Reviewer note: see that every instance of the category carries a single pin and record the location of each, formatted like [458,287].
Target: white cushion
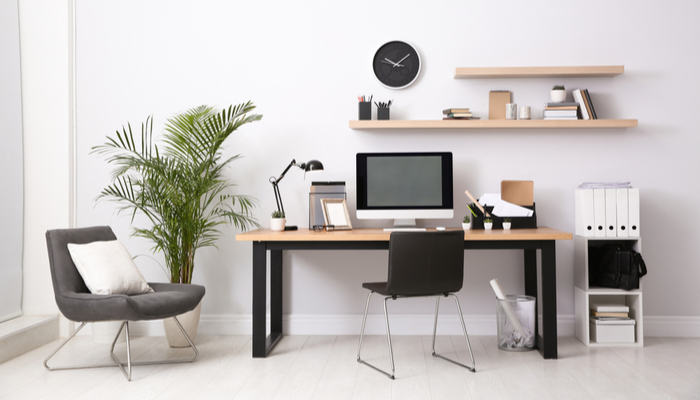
[107,268]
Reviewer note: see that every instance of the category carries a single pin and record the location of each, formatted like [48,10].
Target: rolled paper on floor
[510,313]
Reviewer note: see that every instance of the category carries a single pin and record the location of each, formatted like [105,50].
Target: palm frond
[182,189]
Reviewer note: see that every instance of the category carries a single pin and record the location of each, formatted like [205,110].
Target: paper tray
[516,222]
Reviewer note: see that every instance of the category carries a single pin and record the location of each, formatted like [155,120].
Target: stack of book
[584,99]
[611,323]
[458,113]
[561,111]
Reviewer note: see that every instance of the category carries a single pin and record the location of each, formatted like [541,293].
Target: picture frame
[335,212]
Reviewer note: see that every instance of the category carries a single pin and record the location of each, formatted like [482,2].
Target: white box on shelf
[612,331]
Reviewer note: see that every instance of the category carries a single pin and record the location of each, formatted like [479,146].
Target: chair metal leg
[388,334]
[464,328]
[117,362]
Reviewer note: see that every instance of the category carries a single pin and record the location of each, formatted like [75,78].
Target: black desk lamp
[312,165]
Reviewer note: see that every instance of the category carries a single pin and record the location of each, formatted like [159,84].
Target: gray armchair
[76,302]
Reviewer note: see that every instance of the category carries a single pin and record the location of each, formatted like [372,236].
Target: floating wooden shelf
[539,72]
[493,124]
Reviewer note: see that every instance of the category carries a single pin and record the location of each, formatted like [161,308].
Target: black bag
[612,266]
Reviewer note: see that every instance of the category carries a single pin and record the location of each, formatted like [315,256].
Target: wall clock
[396,64]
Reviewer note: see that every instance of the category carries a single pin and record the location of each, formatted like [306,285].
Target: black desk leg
[276,292]
[259,298]
[262,344]
[549,299]
[531,280]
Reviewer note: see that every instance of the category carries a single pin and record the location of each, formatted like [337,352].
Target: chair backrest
[423,263]
[64,274]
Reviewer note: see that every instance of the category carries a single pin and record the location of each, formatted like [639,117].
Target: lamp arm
[278,198]
[275,181]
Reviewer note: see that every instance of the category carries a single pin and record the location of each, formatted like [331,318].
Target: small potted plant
[558,94]
[506,223]
[277,221]
[466,223]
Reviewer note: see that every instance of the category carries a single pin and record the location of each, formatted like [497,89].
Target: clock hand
[403,59]
[395,64]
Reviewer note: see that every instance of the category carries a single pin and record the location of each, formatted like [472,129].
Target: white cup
[525,112]
[511,111]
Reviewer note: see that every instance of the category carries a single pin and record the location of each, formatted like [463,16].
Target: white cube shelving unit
[585,295]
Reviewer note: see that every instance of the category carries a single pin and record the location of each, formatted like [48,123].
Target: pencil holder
[365,110]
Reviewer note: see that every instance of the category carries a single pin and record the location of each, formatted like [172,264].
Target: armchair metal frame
[117,362]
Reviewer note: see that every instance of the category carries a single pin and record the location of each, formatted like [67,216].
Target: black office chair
[76,302]
[421,264]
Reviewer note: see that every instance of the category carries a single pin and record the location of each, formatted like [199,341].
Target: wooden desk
[528,240]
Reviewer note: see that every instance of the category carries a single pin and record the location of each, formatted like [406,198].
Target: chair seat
[383,289]
[166,301]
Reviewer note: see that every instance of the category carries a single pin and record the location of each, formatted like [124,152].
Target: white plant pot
[277,224]
[558,96]
[189,322]
[104,332]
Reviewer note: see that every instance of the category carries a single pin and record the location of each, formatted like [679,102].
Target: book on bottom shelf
[612,331]
[609,314]
[609,307]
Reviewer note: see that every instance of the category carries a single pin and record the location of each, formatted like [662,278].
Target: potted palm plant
[466,223]
[178,183]
[277,221]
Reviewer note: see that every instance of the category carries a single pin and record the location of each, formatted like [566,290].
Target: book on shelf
[590,103]
[609,314]
[562,108]
[617,321]
[602,307]
[455,110]
[560,105]
[560,113]
[578,96]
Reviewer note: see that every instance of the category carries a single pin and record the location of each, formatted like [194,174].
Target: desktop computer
[404,187]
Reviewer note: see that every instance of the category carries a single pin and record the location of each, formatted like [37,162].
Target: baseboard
[315,324]
[26,333]
[349,324]
[658,326]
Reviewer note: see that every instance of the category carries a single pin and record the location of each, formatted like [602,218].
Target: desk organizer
[516,222]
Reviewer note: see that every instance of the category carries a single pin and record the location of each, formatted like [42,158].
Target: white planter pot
[277,224]
[558,96]
[104,332]
[189,322]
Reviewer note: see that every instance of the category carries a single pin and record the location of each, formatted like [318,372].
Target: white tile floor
[324,367]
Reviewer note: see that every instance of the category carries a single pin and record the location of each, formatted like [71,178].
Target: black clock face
[396,64]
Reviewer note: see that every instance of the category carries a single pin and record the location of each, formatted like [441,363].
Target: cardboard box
[497,103]
[520,193]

_Do this:_ Give all of the items above as a numbered list, omitting blank lines and leaving out the pictures.

_The reply:_
1. Reviewer note: see that every instance of the category carries a single pin and record the location of each, formatted like [458,287].
2. Target: white cushion
3. [107,268]
4. Reviewer note: see that every instance of the category carries a single pin and record the location of each, formatted like [48,10].
5. Target: rolled paper on floor
6. [510,313]
7. Reviewer note: see that every instance of the category carries a single pin and record the location of each, formatted like [105,50].
8. Target: palm frond
9. [182,189]
10. Reviewer note: see that every instance of the category carries a single pin and record the location of each, formatted like [205,110].
11. Target: paper tray
12. [516,222]
13. Reviewer note: see that every instance of the category carries a single pin and record the location of each, formatted like [155,120].
14. Target: stack of book
15. [584,99]
16. [611,323]
17. [458,113]
18. [561,111]
19. Reviewer note: see that every instance of the category carries a single pin and record the location of each, formatted like [541,293].
20. Target: picture frame
21. [335,212]
22. Reviewer note: see that every instance of the category carries a single pin and record the location of each, formatted like [482,2].
23. Target: white box on shelf
24. [612,331]
25. Reviewer note: see that every instance of the category carries a single pin and record the location of each, formatted like [479,146].
26. Target: chair metal leg
27. [388,334]
28. [464,328]
29. [117,362]
30. Reviewer note: see that every instance of the category carries a single pin and record the location of each, formatted like [75,78].
31. Target: black desk lamp
32. [312,165]
33. Reviewer note: see that every instance of the category carries a single pin and record the location of each, formatted like [159,84].
34. Target: gray armchair
35. [76,302]
36. Reviewer note: see that every instance of the category carries a single pin and record the location of each, formatted like [372,236].
37. Target: floating wooden shelf
38. [539,72]
39. [493,124]
40. Reviewer note: see that every instance of the category carries a single pin and record the location of each, formatted like [161,308].
41. Target: black bag
42. [612,266]
43. Reviewer note: see that every instance of the category carries a single pin and record the location of each, formatted like [315,256].
44. Target: wall clock
45. [396,64]
46. Reviewer note: see that every instance of the category carries a single pin and record the location of each, formatted like [306,285].
47. Target: black desk leg
48. [276,292]
49. [259,298]
50. [262,344]
51. [549,299]
52. [531,280]
53. Reviewer note: see that every instance of the category carries a single pin and record the location of each, formatted like [337,352].
54. Target: chair backrest
55. [423,263]
56. [64,274]
57. Reviewer note: see that every instance of the category carries a single pin and record the location of each, formatted like [639,117].
58. Target: lamp arm
59. [278,198]
60. [275,181]
61. Reviewer note: see that every instance of the category carries a single pin and record the location of each, formatted like [331,318].
62. Target: small potted plant
63. [558,94]
64. [506,223]
65. [277,221]
66. [466,223]
67. Reviewer note: see that every instance of the category carries a single pin and record the location of each, formatted like [497,89].
68. Target: clock hand
69. [403,59]
70. [395,64]
71. Reviewer note: see that every instance of the category carries a single pin and record the location of each, formatted like [472,129].
72. Target: white cup
73. [525,112]
74. [511,111]
75. Reviewer note: see that every instance of the category carries a single pin and record the location of each, formatted like [463,16].
76. Target: white cube shelving unit
77. [585,295]
78. Reviewer note: see that every instance of the category carries a single pin and record the location of each, formatted like [48,123].
79. Target: pencil holder
80. [365,110]
81. Reviewer note: see that every instance of the category carries a single pin and record the location of each, formatted like [172,264].
82. Target: armchair metal frame
83. [117,362]
84. Reviewer note: see that every instance of the category carries a single pin and record the location of each, formatted like [67,216].
85. Target: black office chair
86. [76,302]
87. [421,264]
88. Reviewer note: see that every instance of the category carries a single pin and record the location of each, formatted like [199,341].
89. Target: wooden desk
90. [528,240]
91. Reviewer note: see that every instance of the category carries a single pin and record the location of each, formatted like [406,198].
92. Target: chair seat
93. [383,289]
94. [166,301]
95. Reviewer note: see that every instance of the category carries a single pin and record the location of each, formatted like [124,152].
96. Target: white plant pot
97. [277,224]
98. [558,96]
99. [189,322]
100. [104,332]
101. Reviewer note: see that every instance of the category carries a single pin and record the location of each, formatted like [679,102].
102. Target: book on bottom shelf
103. [612,331]
104. [609,314]
105. [609,307]
106. Reviewer note: see that every instance of the category carries a single pin and record the location of each, formatted like [662,278].
107. Target: potted palm plant
108. [466,223]
109. [178,183]
110. [277,221]
111. Reviewer note: see that every instance of the category carries a single pin and record the location of each, formatted like [566,290].
112. Target: book on shelf
113. [590,103]
114. [609,314]
115. [562,108]
116. [617,321]
117. [602,307]
118. [455,110]
119. [560,105]
120. [560,113]
121. [578,96]
122. Reviewer note: see that every instance of the category carries a single pin and record the location of each, formatted like [194,174].
123. Target: desktop computer
124. [404,187]
125. Reviewer note: see that every instance of the category carries a single pin and record the location of each, formatted like [37,162].
126. Target: baseboard
127. [315,324]
128. [26,333]
129. [349,324]
130. [658,326]
131. Reviewer note: see that every instance of the category carries a single pin and record the location of each, formatted like [602,218].
132. Target: desk organizer
133. [516,222]
134. Reviewer note: see that every instance of the category carries a single pin and record the location of each, formatted like [42,158].
135. Target: white planter pot
136. [277,224]
137. [558,96]
138. [104,332]
139. [189,322]
140. Reviewer note: see that every instance of the category carries a single pin and record the location of each, formatted like [318,372].
141. Target: white tile floor
142. [324,367]
143. Reviewer note: see that every instance of the category carries a single pin and record the location of each, formatted like [71,178].
144. Target: black clock face
145. [396,64]
146. Reviewer note: see that every instance of the category carries a single pin and record the location of each, formatted like [441,363].
147. Target: cardboard box
148. [497,103]
149. [520,193]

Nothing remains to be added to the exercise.